Transcribe the data below without alteration, starting at the line that contains "You are to find sky" and ending at the line that contains "[128,712,222,752]", both of these lines included.

Begin

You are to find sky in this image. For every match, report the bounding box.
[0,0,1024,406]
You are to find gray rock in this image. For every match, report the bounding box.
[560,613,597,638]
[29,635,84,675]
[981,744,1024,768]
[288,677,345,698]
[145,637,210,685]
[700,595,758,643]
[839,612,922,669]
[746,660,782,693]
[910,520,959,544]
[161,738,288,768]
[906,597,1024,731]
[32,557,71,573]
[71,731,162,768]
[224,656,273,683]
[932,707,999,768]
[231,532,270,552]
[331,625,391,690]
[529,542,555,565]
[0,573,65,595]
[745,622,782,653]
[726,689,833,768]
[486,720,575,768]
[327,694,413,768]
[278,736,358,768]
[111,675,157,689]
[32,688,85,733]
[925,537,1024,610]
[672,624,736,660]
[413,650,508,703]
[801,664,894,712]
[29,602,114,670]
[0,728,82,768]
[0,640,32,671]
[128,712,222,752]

End
Begin

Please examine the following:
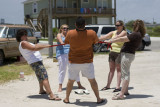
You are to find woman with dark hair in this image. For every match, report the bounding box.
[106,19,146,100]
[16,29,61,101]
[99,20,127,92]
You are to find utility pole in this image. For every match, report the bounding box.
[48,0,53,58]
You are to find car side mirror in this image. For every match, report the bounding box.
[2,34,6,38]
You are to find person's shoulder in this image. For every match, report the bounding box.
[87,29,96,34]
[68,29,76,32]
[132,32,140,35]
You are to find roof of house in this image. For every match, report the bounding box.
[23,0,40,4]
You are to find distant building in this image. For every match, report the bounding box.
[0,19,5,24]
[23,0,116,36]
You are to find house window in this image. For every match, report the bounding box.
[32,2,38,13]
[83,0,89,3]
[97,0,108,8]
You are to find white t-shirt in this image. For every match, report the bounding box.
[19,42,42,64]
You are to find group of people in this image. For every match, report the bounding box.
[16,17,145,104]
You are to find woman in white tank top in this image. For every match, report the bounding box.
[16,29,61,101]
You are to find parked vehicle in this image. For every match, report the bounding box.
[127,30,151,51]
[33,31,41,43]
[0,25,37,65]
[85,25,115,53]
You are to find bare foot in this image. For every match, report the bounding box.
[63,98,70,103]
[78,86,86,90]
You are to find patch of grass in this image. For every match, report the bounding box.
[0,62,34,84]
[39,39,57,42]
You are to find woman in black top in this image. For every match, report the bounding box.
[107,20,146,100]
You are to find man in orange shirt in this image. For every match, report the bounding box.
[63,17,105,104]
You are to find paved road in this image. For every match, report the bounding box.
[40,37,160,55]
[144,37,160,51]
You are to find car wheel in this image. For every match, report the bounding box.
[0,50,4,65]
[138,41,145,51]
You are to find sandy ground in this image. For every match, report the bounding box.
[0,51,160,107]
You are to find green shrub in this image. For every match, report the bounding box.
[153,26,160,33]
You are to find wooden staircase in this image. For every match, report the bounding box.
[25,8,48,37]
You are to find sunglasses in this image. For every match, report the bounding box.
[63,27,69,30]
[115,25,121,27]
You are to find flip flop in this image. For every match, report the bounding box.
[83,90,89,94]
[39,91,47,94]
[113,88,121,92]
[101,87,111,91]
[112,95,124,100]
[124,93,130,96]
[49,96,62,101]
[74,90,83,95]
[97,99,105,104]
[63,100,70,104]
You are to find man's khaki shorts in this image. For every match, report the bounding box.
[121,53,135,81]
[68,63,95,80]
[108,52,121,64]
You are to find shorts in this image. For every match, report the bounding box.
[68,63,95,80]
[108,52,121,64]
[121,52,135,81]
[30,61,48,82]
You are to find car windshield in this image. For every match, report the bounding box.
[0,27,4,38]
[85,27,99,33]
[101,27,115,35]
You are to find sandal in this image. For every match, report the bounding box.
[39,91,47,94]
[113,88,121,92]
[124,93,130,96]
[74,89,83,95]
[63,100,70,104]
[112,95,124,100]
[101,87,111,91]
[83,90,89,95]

End
Begin

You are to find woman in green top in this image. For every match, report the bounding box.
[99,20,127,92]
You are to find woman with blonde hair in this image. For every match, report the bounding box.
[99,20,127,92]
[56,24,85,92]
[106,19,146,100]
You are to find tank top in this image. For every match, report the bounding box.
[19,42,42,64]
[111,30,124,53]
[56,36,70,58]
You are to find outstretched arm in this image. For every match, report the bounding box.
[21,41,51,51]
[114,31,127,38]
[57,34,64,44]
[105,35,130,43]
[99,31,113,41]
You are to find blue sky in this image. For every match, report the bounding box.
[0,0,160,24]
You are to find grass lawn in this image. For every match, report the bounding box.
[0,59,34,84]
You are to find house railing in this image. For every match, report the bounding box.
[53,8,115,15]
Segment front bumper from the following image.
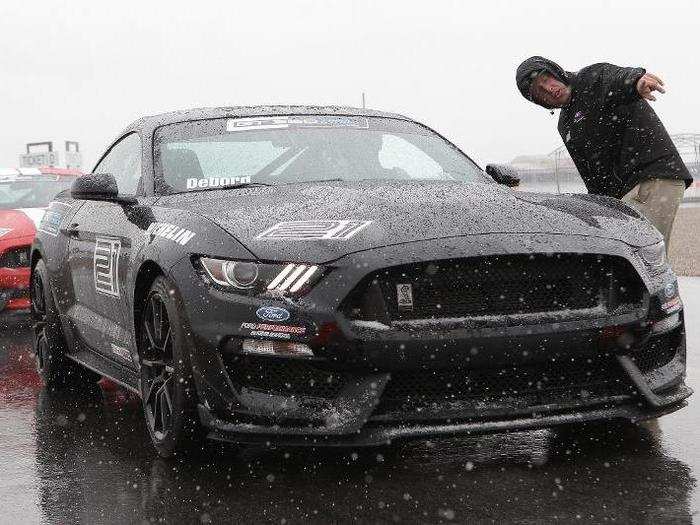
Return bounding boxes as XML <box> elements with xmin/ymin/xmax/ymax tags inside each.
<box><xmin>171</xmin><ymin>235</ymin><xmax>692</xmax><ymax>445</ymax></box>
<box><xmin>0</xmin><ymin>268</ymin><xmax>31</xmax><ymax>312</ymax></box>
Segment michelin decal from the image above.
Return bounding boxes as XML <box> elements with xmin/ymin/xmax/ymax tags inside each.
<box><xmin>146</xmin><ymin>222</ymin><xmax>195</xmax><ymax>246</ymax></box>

End

* **Output below**:
You are to find sky in this image. For every match, report the bounding box.
[0,0,1024,406]
You are to find gray rock in this image. For every match, report the bounding box.
[560,613,597,638]
[29,635,84,675]
[981,744,1024,768]
[288,677,345,698]
[145,637,210,685]
[700,595,758,643]
[839,612,922,669]
[746,660,782,693]
[910,520,959,544]
[161,738,288,768]
[906,597,1024,731]
[32,557,71,573]
[71,731,162,768]
[224,656,273,683]
[932,707,999,768]
[231,532,270,552]
[331,625,391,690]
[529,542,555,565]
[0,573,65,595]
[745,622,782,653]
[726,689,833,768]
[486,720,575,768]
[327,694,413,768]
[278,736,358,768]
[111,675,157,689]
[32,688,85,733]
[925,537,1024,610]
[672,624,736,660]
[413,650,508,703]
[801,664,894,712]
[29,602,114,670]
[0,728,82,768]
[0,640,32,671]
[128,712,222,752]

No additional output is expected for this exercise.